(Records from a data source)

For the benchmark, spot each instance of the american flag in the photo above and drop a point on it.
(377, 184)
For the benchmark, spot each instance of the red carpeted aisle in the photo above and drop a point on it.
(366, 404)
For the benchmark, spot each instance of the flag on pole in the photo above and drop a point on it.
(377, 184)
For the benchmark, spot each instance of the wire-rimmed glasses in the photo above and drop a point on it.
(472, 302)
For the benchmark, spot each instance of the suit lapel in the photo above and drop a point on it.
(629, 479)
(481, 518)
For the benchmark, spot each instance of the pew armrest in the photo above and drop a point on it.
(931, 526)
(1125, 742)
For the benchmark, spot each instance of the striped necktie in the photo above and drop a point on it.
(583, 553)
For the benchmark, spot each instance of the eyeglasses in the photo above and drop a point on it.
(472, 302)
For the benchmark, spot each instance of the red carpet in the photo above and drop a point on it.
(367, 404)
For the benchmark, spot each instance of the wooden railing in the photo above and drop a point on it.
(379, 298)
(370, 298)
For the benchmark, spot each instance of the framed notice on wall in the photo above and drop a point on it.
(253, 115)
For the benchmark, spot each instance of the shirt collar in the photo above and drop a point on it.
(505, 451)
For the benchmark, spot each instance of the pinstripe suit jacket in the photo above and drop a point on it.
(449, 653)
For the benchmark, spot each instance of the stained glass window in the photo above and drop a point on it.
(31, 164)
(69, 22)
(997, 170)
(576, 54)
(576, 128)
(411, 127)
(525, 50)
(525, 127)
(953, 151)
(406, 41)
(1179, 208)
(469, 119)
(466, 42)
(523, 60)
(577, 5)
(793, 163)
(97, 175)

§ **TASK**:
Write out the whole listing exactly.

§ **RESULT FOR THIS TASK**:
For the benchmark, spot each instance of the american flag in the photo above and drop a point on it.
(377, 184)
For the benchmark, spot each instance of the red carpeted aisle in the photo above and drop a point on it.
(366, 404)
For the benchmark, spot each instance of the flag on pole in the photo above and drop a point on it.
(377, 184)
For the benchmark, spot each instance of the wire-rimmed glasses in the photo above and drop a point on it.
(472, 302)
For the benchmark, spot each instance of the suit lapel in the photo above and drop a point on it.
(629, 479)
(481, 518)
For the benchmark, spot each instance of the pew armrest in the photo above and drop a point on it.
(931, 526)
(1125, 742)
For the benchmark, spot each instance of the striped necktie in the photo above and drop a point on it.
(583, 553)
For the benchmark, spot each instance of the eyeglasses in the photo above and drop a point on it.
(472, 302)
For the benchmark, spot each instance of the red carpet in the photo above and drop a point on it.
(367, 404)
For the benchmark, spot each instance of the wooden railing in the photo above and drop a point on it.
(379, 298)
(370, 298)
For the benchmark, spot each instance of the framed notice on wall in the photo above and drop a point on it.
(253, 115)
For the benchmark, spot each instance of the shirt collar in the photo above and drop a point on it.
(505, 451)
For the benchmark, spot each instance of the pinstripe suit jacket in the photo above and drop a point on it.
(449, 653)
For the benchmark, spot each instance of the stained glass window in the photo above and drop a point on it.
(31, 164)
(69, 22)
(997, 170)
(576, 54)
(576, 128)
(411, 127)
(525, 50)
(525, 127)
(953, 151)
(406, 41)
(1179, 208)
(469, 119)
(466, 42)
(523, 60)
(577, 5)
(793, 163)
(97, 175)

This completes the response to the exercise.